Records supplied below:
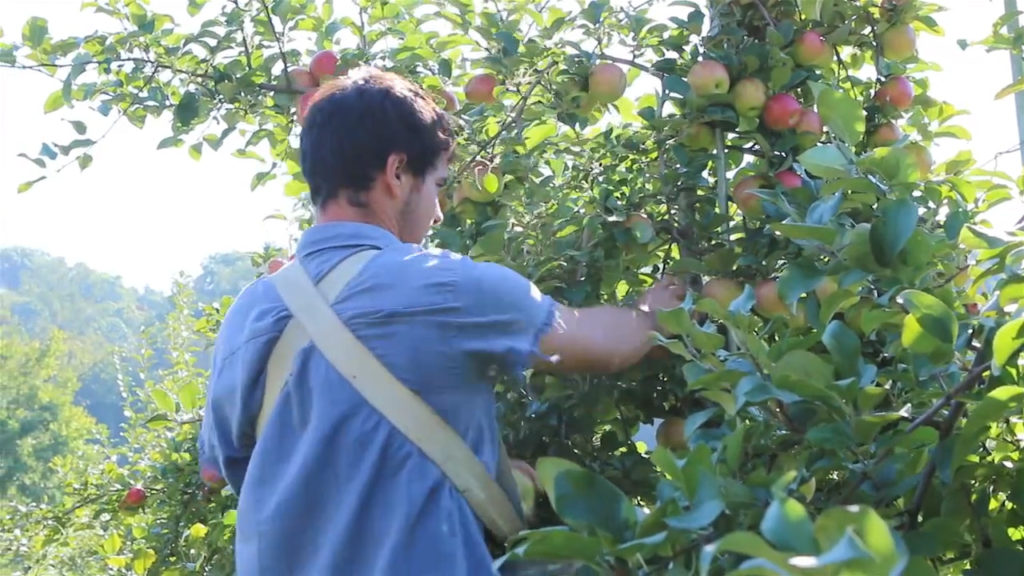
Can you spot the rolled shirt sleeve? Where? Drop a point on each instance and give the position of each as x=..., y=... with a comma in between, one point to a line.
x=503, y=316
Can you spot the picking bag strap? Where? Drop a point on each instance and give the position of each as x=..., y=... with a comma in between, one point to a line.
x=294, y=337
x=398, y=404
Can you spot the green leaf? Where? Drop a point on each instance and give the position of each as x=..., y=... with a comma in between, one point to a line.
End of Records supplied.
#### Task objective:
The expected answer is the data retyped exactly, without pictures.

#### Your response:
Can you spot the rolled shirt sleeve? Where? Drop a point on each instance and give the position of each as x=..., y=... with a comma in between, one point to a line.
x=503, y=316
Can you spot the picking bag strap? Where? Drop a point on each instance and give the position of each as x=..., y=... with a comma in between, one point to a line.
x=294, y=337
x=398, y=404
Can you spot the green leaf? Where? Drop a point on each instance and give the position of each as x=..., y=... with a comma in between, one point to a line.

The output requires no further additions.